EXERCISE PROMPT: From the line below that contains "Query: sailboat mast" to the line that contains "find grassy bank", repeat every line exactly, both ends included, and nothing else.

==== INFORMATION ====

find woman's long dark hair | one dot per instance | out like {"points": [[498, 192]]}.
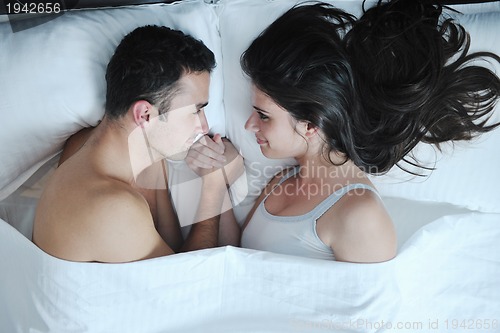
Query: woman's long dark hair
{"points": [[415, 82], [379, 85]]}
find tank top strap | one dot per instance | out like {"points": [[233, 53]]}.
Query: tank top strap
{"points": [[326, 204], [292, 172]]}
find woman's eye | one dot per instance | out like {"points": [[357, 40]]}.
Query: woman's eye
{"points": [[262, 116]]}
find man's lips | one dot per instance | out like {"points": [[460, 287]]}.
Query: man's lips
{"points": [[261, 141]]}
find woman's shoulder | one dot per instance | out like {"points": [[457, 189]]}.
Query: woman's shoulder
{"points": [[360, 229]]}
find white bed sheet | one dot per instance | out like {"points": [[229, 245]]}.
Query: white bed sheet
{"points": [[447, 274]]}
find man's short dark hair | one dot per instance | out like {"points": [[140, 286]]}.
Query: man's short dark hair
{"points": [[147, 64]]}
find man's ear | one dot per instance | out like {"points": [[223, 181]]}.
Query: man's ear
{"points": [[308, 129], [141, 112]]}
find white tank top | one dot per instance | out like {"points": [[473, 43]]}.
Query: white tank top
{"points": [[293, 235]]}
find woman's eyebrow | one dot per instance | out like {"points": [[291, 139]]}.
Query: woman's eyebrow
{"points": [[201, 105]]}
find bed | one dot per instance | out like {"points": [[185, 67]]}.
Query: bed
{"points": [[446, 277]]}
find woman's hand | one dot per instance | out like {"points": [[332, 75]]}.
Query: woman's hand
{"points": [[212, 154]]}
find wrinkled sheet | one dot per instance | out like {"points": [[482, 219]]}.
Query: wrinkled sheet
{"points": [[448, 271]]}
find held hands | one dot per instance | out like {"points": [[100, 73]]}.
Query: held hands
{"points": [[214, 154]]}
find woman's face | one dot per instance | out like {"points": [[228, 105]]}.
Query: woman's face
{"points": [[274, 128]]}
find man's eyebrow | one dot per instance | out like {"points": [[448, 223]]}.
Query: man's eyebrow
{"points": [[260, 110]]}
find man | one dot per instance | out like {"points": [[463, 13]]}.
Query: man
{"points": [[93, 207]]}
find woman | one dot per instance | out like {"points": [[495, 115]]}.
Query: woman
{"points": [[347, 104]]}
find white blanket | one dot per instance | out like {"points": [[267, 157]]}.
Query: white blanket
{"points": [[449, 272]]}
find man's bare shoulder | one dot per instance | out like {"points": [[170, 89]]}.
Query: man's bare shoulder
{"points": [[109, 222], [123, 228]]}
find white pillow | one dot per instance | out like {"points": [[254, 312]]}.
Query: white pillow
{"points": [[465, 176], [53, 77]]}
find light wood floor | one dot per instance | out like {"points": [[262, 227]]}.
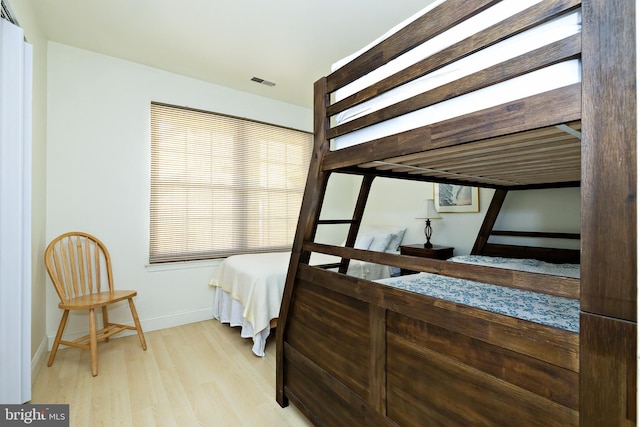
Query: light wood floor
{"points": [[202, 374]]}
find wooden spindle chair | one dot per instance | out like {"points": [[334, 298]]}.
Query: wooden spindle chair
{"points": [[79, 266]]}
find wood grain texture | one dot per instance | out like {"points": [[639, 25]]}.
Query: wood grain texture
{"points": [[609, 211], [200, 374], [608, 371]]}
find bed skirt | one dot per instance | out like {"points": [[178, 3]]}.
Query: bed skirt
{"points": [[229, 310]]}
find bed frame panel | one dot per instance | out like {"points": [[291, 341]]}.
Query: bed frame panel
{"points": [[355, 352]]}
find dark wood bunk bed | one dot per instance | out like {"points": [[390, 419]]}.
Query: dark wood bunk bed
{"points": [[356, 352]]}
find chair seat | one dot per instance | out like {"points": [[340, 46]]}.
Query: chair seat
{"points": [[86, 302]]}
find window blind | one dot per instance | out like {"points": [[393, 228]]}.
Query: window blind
{"points": [[222, 185]]}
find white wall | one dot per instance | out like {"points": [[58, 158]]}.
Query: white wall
{"points": [[397, 202], [98, 172], [24, 14]]}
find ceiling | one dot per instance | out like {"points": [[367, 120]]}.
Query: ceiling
{"points": [[289, 42]]}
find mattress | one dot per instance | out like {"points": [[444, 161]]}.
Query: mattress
{"points": [[554, 311], [249, 288], [256, 283], [546, 79]]}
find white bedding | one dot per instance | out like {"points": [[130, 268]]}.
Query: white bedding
{"points": [[549, 78], [249, 288]]}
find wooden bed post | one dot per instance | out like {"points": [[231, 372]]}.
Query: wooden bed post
{"points": [[608, 323], [358, 212], [489, 221], [315, 189]]}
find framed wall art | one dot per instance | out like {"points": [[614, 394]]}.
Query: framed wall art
{"points": [[456, 198]]}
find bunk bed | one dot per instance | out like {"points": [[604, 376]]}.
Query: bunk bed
{"points": [[360, 352], [248, 288]]}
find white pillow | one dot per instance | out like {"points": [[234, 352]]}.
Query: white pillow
{"points": [[380, 242], [396, 240], [397, 234], [362, 242]]}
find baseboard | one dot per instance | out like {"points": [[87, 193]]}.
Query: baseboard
{"points": [[148, 325]]}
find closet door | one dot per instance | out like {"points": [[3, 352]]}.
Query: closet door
{"points": [[15, 215]]}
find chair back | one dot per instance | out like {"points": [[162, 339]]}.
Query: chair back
{"points": [[78, 264]]}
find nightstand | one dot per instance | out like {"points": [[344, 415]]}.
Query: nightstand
{"points": [[434, 252]]}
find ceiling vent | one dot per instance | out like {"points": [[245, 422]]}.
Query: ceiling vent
{"points": [[262, 81]]}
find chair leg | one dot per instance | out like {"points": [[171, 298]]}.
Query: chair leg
{"points": [[93, 341], [105, 320], [136, 320], [56, 342]]}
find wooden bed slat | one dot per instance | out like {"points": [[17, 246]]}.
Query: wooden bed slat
{"points": [[550, 54], [494, 126], [535, 15], [428, 26]]}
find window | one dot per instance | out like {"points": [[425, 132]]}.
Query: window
{"points": [[222, 185]]}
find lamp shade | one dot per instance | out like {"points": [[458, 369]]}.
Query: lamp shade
{"points": [[428, 210]]}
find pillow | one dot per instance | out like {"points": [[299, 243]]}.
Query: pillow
{"points": [[396, 240], [397, 234], [380, 242], [362, 242]]}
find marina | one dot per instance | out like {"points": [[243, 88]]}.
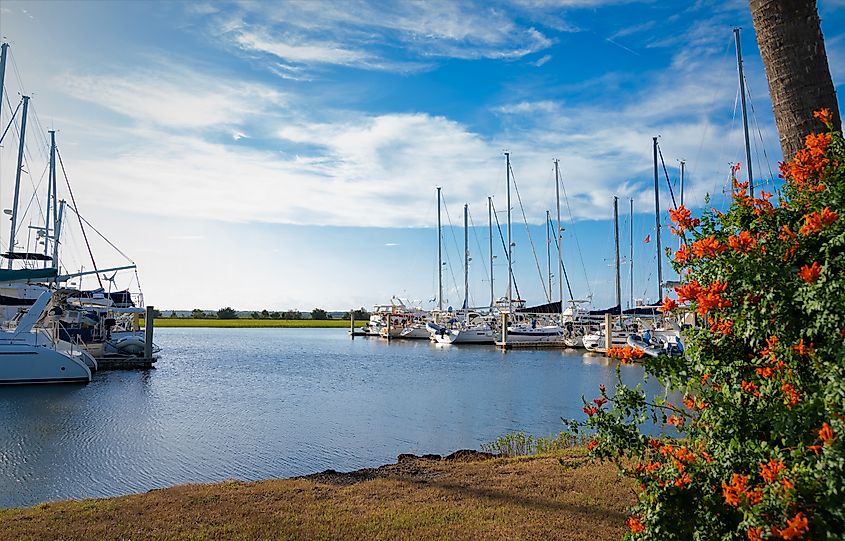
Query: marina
{"points": [[347, 404]]}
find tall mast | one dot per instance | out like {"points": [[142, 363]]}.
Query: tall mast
{"points": [[51, 193], [559, 241], [632, 252], [439, 257], [18, 179], [549, 253], [57, 233], [616, 242], [744, 113], [683, 163], [490, 231], [510, 243], [657, 226], [466, 256], [3, 53]]}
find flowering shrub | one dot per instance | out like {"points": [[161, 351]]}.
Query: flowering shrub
{"points": [[757, 450]]}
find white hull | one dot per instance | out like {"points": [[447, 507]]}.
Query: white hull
{"points": [[465, 336], [24, 363]]}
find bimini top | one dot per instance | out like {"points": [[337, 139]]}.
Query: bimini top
{"points": [[27, 256], [27, 275]]}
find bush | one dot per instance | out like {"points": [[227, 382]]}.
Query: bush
{"points": [[756, 449]]}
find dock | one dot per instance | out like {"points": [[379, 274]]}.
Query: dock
{"points": [[125, 362]]}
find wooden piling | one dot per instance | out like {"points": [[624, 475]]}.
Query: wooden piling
{"points": [[148, 333]]}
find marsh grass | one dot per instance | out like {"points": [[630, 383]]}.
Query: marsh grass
{"points": [[521, 444]]}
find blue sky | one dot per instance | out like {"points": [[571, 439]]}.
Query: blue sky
{"points": [[285, 155]]}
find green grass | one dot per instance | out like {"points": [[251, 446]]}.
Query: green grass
{"points": [[255, 323]]}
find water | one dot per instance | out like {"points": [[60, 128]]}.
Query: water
{"points": [[262, 403]]}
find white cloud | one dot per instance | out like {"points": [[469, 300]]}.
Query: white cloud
{"points": [[542, 60], [173, 97]]}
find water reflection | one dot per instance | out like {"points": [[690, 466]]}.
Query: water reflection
{"points": [[261, 403]]}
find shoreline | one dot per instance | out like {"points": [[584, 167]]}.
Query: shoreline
{"points": [[166, 322], [465, 495]]}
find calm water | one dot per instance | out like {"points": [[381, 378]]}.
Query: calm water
{"points": [[260, 403]]}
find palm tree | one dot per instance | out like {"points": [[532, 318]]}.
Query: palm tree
{"points": [[790, 39]]}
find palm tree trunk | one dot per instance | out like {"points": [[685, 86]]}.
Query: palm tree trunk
{"points": [[790, 39]]}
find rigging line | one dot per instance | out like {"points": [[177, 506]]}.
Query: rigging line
{"points": [[720, 76], [505, 248], [528, 231], [665, 172], [454, 240], [100, 234], [575, 236], [9, 125], [477, 242], [562, 266], [84, 234], [33, 197], [759, 133]]}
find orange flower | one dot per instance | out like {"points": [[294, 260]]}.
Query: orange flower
{"points": [[676, 420], [711, 298], [750, 387], [804, 350], [769, 471], [743, 242], [826, 434], [722, 326], [791, 397], [734, 490], [708, 247], [824, 115], [754, 497], [796, 527], [816, 221], [682, 217], [635, 525], [688, 292], [668, 305], [810, 273]]}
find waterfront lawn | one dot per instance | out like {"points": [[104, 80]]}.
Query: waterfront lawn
{"points": [[552, 497], [250, 323]]}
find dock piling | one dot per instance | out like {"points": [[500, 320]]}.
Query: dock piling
{"points": [[148, 333]]}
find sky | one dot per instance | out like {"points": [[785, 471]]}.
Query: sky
{"points": [[286, 155]]}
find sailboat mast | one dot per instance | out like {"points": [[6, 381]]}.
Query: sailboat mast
{"points": [[549, 253], [657, 226], [616, 242], [490, 231], [439, 257], [683, 163], [51, 194], [510, 243], [559, 241], [3, 52], [744, 112], [632, 252], [466, 256], [18, 179]]}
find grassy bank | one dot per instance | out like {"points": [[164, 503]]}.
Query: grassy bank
{"points": [[548, 497], [255, 323]]}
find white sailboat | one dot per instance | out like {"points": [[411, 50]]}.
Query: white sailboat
{"points": [[28, 356]]}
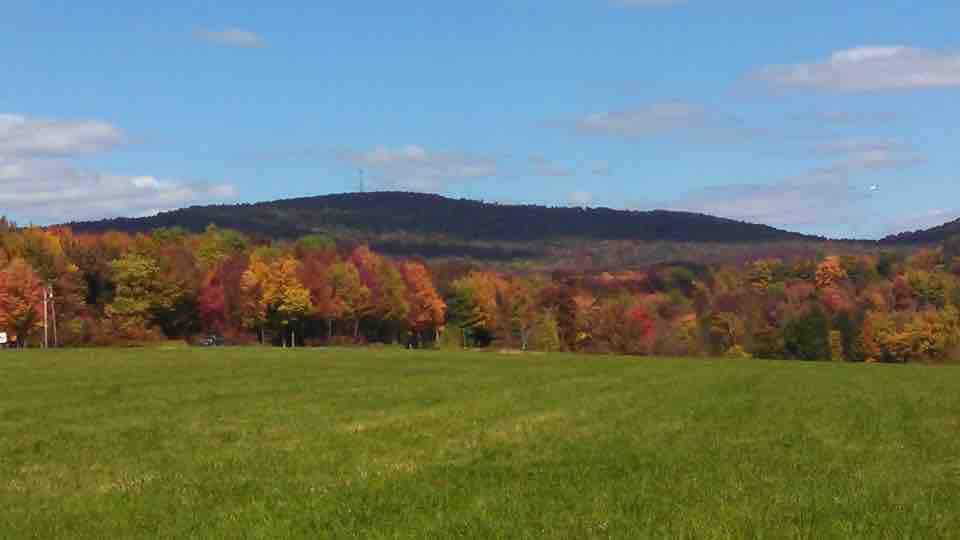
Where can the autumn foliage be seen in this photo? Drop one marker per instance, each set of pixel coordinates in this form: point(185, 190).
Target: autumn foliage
point(118, 288)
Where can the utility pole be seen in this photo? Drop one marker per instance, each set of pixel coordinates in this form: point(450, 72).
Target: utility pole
point(53, 317)
point(46, 292)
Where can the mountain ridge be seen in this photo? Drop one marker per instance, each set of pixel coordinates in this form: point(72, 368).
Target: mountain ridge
point(465, 219)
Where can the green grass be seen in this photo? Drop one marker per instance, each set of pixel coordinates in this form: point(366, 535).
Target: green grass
point(266, 443)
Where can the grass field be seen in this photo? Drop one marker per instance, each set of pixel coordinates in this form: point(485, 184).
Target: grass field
point(266, 443)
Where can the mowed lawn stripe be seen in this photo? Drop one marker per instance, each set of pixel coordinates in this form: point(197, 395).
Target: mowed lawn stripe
point(348, 443)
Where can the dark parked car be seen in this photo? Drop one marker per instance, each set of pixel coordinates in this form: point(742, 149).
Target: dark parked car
point(211, 341)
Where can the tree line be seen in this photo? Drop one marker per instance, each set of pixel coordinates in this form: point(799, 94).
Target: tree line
point(114, 288)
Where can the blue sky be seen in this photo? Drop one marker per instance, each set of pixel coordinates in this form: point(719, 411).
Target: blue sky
point(836, 120)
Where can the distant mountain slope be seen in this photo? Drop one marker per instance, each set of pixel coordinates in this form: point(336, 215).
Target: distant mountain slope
point(933, 235)
point(379, 213)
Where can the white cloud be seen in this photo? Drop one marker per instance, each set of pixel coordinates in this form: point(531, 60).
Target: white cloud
point(825, 198)
point(648, 120)
point(232, 37)
point(38, 183)
point(847, 118)
point(857, 155)
point(668, 119)
point(52, 191)
point(870, 68)
point(415, 168)
point(579, 198)
point(544, 167)
point(21, 136)
point(601, 168)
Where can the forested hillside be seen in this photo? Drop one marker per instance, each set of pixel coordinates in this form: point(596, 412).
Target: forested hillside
point(933, 235)
point(116, 287)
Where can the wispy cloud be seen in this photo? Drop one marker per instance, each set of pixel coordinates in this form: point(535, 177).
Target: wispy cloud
point(232, 37)
point(544, 167)
point(648, 3)
point(825, 198)
point(675, 119)
point(416, 168)
point(23, 136)
point(38, 182)
point(869, 68)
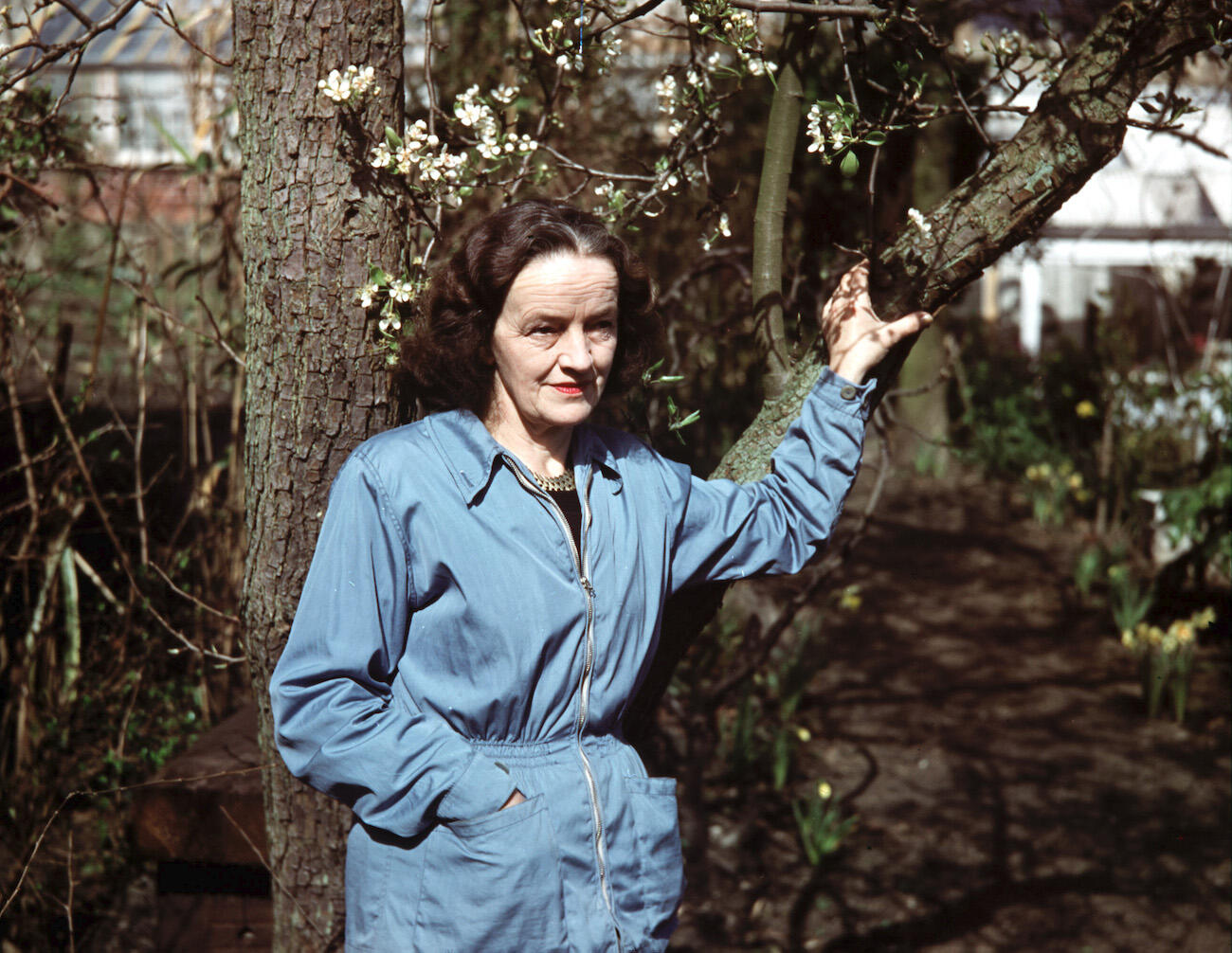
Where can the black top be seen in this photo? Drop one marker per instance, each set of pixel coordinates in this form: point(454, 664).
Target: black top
point(571, 505)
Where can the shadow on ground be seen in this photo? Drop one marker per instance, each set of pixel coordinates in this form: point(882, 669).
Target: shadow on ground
point(988, 732)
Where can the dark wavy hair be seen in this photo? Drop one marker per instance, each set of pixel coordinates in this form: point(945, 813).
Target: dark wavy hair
point(446, 361)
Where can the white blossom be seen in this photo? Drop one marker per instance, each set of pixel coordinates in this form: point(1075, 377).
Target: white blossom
point(919, 221)
point(349, 85)
point(665, 89)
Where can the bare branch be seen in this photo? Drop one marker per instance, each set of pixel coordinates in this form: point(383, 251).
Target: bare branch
point(821, 11)
point(58, 50)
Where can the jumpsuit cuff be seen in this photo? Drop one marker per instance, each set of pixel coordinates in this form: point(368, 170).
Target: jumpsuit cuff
point(481, 788)
point(844, 395)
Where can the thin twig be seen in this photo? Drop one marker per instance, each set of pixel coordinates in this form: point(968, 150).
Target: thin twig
point(193, 600)
point(171, 21)
point(58, 50)
point(86, 793)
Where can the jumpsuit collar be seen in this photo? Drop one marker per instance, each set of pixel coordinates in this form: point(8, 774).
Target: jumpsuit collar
point(473, 455)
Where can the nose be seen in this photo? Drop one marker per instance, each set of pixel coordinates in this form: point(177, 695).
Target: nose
point(575, 350)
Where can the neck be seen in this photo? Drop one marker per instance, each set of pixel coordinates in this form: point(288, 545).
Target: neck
point(545, 453)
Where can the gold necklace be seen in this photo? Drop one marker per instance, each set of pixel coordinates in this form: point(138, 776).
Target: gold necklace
point(557, 484)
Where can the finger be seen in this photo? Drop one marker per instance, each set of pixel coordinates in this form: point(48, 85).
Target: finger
point(855, 279)
point(907, 325)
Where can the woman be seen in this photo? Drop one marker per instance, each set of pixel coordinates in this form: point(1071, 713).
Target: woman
point(485, 595)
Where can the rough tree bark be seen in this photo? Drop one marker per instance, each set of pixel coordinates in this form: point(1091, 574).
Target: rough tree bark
point(311, 225)
point(1077, 128)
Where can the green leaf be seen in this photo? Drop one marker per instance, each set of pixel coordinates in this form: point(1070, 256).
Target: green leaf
point(691, 419)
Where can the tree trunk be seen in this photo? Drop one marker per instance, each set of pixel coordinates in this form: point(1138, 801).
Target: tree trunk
point(316, 386)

====

EXERCISE RESPONSE:
Query: sailboat mast
{"points": [[549, 253], [657, 226], [616, 242], [490, 231], [439, 257], [683, 163], [51, 194], [510, 243], [559, 241], [3, 52], [744, 112], [632, 252], [466, 256], [18, 179]]}
find grassy bank | one dot per instance | out like {"points": [[164, 503]]}.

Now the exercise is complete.